### Work instructions
For each line of the listing, output an exact copy.
-- Opening Marker --
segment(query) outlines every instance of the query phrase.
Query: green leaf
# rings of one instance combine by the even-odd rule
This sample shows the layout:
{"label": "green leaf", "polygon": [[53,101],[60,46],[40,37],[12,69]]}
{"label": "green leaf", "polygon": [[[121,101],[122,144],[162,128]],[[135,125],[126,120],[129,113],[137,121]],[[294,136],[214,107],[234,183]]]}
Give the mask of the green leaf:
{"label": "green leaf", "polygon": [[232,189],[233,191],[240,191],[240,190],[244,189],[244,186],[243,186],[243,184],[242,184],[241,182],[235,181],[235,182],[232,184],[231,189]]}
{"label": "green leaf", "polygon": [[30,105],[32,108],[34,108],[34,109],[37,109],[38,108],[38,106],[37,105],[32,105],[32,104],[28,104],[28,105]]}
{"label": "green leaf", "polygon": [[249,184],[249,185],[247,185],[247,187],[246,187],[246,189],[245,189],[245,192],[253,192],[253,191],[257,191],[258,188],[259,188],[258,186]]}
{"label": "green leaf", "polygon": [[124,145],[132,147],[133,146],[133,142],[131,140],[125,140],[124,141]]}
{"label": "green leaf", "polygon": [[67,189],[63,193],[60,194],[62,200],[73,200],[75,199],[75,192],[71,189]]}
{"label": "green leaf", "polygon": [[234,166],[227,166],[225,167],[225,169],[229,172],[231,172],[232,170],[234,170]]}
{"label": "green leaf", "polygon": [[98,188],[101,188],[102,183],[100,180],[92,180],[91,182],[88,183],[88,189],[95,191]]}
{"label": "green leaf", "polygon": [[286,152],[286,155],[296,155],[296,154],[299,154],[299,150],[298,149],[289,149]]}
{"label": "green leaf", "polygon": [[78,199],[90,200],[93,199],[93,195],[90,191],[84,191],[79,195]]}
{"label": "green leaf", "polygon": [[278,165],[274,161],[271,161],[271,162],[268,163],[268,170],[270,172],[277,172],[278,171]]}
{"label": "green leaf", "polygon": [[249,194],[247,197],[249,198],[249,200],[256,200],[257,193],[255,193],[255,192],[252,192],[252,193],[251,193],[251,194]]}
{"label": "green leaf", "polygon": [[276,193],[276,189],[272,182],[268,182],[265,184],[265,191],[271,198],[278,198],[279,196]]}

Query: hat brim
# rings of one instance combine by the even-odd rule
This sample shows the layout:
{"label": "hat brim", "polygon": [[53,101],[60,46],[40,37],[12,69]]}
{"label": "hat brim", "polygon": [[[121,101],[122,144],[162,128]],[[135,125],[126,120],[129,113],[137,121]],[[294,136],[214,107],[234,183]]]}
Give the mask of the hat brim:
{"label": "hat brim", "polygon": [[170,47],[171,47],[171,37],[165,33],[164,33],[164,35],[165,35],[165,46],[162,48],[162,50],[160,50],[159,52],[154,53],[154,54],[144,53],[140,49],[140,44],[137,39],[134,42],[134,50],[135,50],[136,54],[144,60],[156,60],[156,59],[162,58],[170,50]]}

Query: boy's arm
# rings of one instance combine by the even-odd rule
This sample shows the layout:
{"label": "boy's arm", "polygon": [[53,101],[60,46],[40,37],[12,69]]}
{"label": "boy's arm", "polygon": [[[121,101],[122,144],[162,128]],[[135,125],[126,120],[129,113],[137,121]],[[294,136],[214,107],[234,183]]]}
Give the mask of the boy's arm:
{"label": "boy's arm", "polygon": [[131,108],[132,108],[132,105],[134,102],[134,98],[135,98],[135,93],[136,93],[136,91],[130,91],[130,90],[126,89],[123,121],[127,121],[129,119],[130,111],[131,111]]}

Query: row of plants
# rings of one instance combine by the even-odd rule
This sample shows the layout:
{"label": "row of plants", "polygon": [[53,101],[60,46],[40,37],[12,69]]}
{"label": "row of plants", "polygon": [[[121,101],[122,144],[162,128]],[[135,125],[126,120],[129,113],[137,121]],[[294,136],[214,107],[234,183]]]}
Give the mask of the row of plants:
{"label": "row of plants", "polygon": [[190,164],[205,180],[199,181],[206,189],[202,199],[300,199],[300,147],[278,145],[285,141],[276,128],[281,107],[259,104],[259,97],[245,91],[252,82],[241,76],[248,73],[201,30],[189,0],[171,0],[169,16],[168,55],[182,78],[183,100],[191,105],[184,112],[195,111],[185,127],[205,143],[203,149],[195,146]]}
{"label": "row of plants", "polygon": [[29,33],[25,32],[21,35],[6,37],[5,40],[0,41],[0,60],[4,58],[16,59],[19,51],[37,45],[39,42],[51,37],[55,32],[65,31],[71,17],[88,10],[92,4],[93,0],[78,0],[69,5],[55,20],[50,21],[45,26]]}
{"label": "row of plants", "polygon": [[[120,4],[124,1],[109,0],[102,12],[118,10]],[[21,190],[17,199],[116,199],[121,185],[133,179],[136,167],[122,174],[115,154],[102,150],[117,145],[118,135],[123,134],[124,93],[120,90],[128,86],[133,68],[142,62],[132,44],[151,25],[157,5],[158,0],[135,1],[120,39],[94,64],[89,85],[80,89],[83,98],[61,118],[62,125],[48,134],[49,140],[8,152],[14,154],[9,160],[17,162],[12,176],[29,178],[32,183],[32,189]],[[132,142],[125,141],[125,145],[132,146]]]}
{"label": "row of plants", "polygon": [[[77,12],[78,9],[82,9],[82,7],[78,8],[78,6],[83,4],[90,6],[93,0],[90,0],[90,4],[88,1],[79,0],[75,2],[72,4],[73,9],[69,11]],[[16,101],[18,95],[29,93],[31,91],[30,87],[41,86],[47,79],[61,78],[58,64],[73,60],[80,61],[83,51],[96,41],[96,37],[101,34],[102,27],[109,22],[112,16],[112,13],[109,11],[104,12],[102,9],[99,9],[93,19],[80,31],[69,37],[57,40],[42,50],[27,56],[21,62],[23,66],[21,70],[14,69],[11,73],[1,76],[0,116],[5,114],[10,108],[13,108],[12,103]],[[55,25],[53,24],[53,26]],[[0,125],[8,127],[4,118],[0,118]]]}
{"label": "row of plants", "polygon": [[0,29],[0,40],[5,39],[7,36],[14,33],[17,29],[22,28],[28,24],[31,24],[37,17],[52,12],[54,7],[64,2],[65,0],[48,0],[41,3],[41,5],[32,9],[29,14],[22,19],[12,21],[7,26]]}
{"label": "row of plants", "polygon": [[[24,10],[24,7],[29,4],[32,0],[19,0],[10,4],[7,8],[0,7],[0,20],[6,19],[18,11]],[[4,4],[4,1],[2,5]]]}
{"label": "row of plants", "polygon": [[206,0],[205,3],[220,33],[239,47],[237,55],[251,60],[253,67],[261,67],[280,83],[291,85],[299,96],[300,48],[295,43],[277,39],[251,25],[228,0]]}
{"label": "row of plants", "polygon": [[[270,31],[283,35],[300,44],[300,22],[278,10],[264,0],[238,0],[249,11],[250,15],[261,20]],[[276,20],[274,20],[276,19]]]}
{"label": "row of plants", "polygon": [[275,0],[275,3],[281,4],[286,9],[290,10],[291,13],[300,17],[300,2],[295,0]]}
-- Closing Marker --
### Solved exercise
segment(query) outlines every instance of the query phrase.
Query: green leaf
# rings of one instance combine by the even-odd rule
This sample shows the layout:
{"label": "green leaf", "polygon": [[53,101],[60,46],[40,37],[12,69]]}
{"label": "green leaf", "polygon": [[[121,101],[122,144],[162,128]],[[135,125],[126,120],[129,113],[137,121]],[[294,136],[214,107],[234,183]]]}
Give the mask of the green leaf:
{"label": "green leaf", "polygon": [[232,189],[233,191],[240,191],[240,190],[244,189],[244,186],[243,186],[243,184],[242,184],[241,182],[235,181],[235,182],[232,184],[231,189]]}
{"label": "green leaf", "polygon": [[30,105],[32,108],[34,108],[34,109],[37,109],[38,108],[38,106],[37,105],[32,105],[32,104],[28,104],[28,105]]}
{"label": "green leaf", "polygon": [[249,184],[249,185],[247,185],[247,187],[246,187],[246,189],[245,189],[245,192],[253,192],[253,191],[257,191],[258,188],[259,188],[258,186]]}
{"label": "green leaf", "polygon": [[124,145],[132,147],[133,146],[133,142],[131,140],[125,140],[124,141]]}
{"label": "green leaf", "polygon": [[67,189],[63,193],[60,194],[62,200],[73,200],[75,199],[75,192],[71,189]]}
{"label": "green leaf", "polygon": [[234,166],[227,166],[225,167],[225,169],[229,172],[231,172],[232,170],[234,170]]}
{"label": "green leaf", "polygon": [[98,188],[101,188],[102,183],[100,180],[92,180],[91,182],[88,183],[88,189],[95,191]]}
{"label": "green leaf", "polygon": [[286,152],[286,155],[296,155],[296,154],[299,154],[299,150],[298,149],[289,149]]}
{"label": "green leaf", "polygon": [[78,199],[90,200],[93,199],[93,195],[90,191],[84,191],[79,195]]}
{"label": "green leaf", "polygon": [[278,165],[274,161],[271,161],[271,162],[268,163],[268,170],[270,172],[277,172],[278,171]]}
{"label": "green leaf", "polygon": [[249,194],[247,197],[249,198],[249,200],[256,200],[257,193],[255,193],[255,192],[252,192],[252,193],[251,193],[251,194]]}
{"label": "green leaf", "polygon": [[276,193],[276,189],[272,182],[268,182],[265,184],[265,191],[271,198],[278,198],[279,196]]}

Query: hat brim
# rings of one instance combine by the even-odd rule
This sample shows the layout:
{"label": "hat brim", "polygon": [[53,101],[60,46],[40,37],[12,69]]}
{"label": "hat brim", "polygon": [[[121,101],[122,144],[162,128]],[[135,125],[126,120],[129,113],[137,121]],[[294,136],[214,107],[234,183]]]}
Give the mask of the hat brim:
{"label": "hat brim", "polygon": [[170,47],[171,47],[171,37],[165,33],[164,33],[164,35],[165,35],[165,46],[162,48],[162,50],[160,50],[159,52],[154,53],[154,54],[144,53],[140,49],[140,44],[137,39],[134,42],[134,50],[135,50],[136,54],[144,60],[156,60],[156,59],[162,58],[170,50]]}

Query: boy's arm
# rings of one instance combine by the even-odd rule
This sample shows the layout:
{"label": "boy's arm", "polygon": [[53,101],[60,46],[40,37],[12,69]]}
{"label": "boy's arm", "polygon": [[[121,101],[122,144],[162,128]],[[135,125],[126,120],[129,113],[137,121]],[[294,136],[214,107],[234,183]]]}
Give the mask of the boy's arm:
{"label": "boy's arm", "polygon": [[131,108],[132,108],[132,105],[134,102],[134,98],[135,98],[135,93],[136,93],[136,91],[130,91],[130,90],[126,89],[123,121],[127,121],[129,119],[130,111],[131,111]]}

Query: row of plants
# rings of one instance combine by the even-odd rule
This sample shows the layout:
{"label": "row of plants", "polygon": [[53,101],[60,46],[40,37],[12,69]]}
{"label": "row of plants", "polygon": [[[121,101],[122,144],[162,128]],[[135,125],[126,120],[129,113],[137,121]],[[294,136],[214,107],[234,183]]]}
Give the mask of the row of plants:
{"label": "row of plants", "polygon": [[190,164],[205,180],[199,181],[206,189],[202,199],[300,199],[300,147],[278,145],[285,141],[276,128],[281,107],[259,104],[259,97],[245,91],[252,82],[241,76],[248,73],[201,30],[189,0],[171,0],[169,16],[168,55],[182,78],[183,100],[191,105],[184,112],[195,111],[185,127],[205,143],[203,149],[195,146]]}
{"label": "row of plants", "polygon": [[29,33],[25,32],[21,35],[6,37],[5,40],[0,41],[0,60],[4,58],[16,59],[19,51],[37,45],[39,42],[51,37],[55,32],[65,31],[71,17],[88,10],[92,4],[93,0],[78,0],[69,5],[55,20],[50,21],[45,26]]}
{"label": "row of plants", "polygon": [[[120,4],[124,1],[109,0],[102,12],[118,10]],[[21,190],[17,199],[116,199],[121,185],[133,179],[136,167],[122,174],[115,154],[102,150],[117,145],[118,135],[123,134],[124,93],[120,90],[128,86],[133,68],[142,62],[132,44],[151,25],[157,5],[158,0],[135,1],[120,39],[94,64],[89,85],[80,89],[83,98],[61,118],[62,125],[48,134],[49,140],[8,152],[14,154],[9,160],[17,162],[12,176],[29,178],[32,183],[32,189]],[[132,142],[125,141],[125,145],[132,146]]]}
{"label": "row of plants", "polygon": [[[77,12],[78,9],[82,9],[82,7],[78,8],[78,6],[83,4],[90,6],[93,0],[90,0],[90,4],[88,1],[79,0],[75,2],[72,4],[73,9],[69,11]],[[16,101],[18,95],[29,93],[31,91],[30,87],[41,86],[47,79],[61,78],[58,64],[73,60],[80,61],[83,51],[96,41],[96,37],[101,34],[102,27],[109,22],[112,16],[112,13],[109,11],[104,12],[102,9],[99,9],[93,19],[80,31],[69,37],[57,40],[42,50],[27,56],[21,62],[23,66],[21,70],[14,69],[11,73],[1,76],[0,116],[5,114],[10,108],[13,108],[12,103]],[[55,25],[53,24],[53,26]],[[0,125],[8,127],[4,118],[0,118]]]}
{"label": "row of plants", "polygon": [[0,29],[0,40],[5,39],[7,36],[14,33],[17,29],[22,28],[28,24],[31,24],[37,17],[52,12],[54,7],[64,2],[65,0],[48,0],[41,3],[41,5],[32,9],[29,14],[22,19],[12,21],[7,26]]}
{"label": "row of plants", "polygon": [[[24,10],[24,7],[29,4],[32,0],[19,0],[10,4],[7,8],[0,7],[0,20],[6,19],[18,11]],[[4,4],[4,1],[2,5]]]}
{"label": "row of plants", "polygon": [[206,0],[205,3],[220,33],[239,47],[237,55],[251,60],[253,67],[261,67],[280,83],[291,85],[299,96],[300,48],[295,43],[277,39],[251,25],[228,0]]}
{"label": "row of plants", "polygon": [[[270,31],[283,35],[300,44],[300,22],[278,10],[264,0],[238,0],[249,11],[250,15],[261,20]],[[276,20],[274,20],[276,19]]]}
{"label": "row of plants", "polygon": [[275,0],[275,3],[281,4],[286,9],[290,10],[291,13],[300,17],[300,2],[295,0]]}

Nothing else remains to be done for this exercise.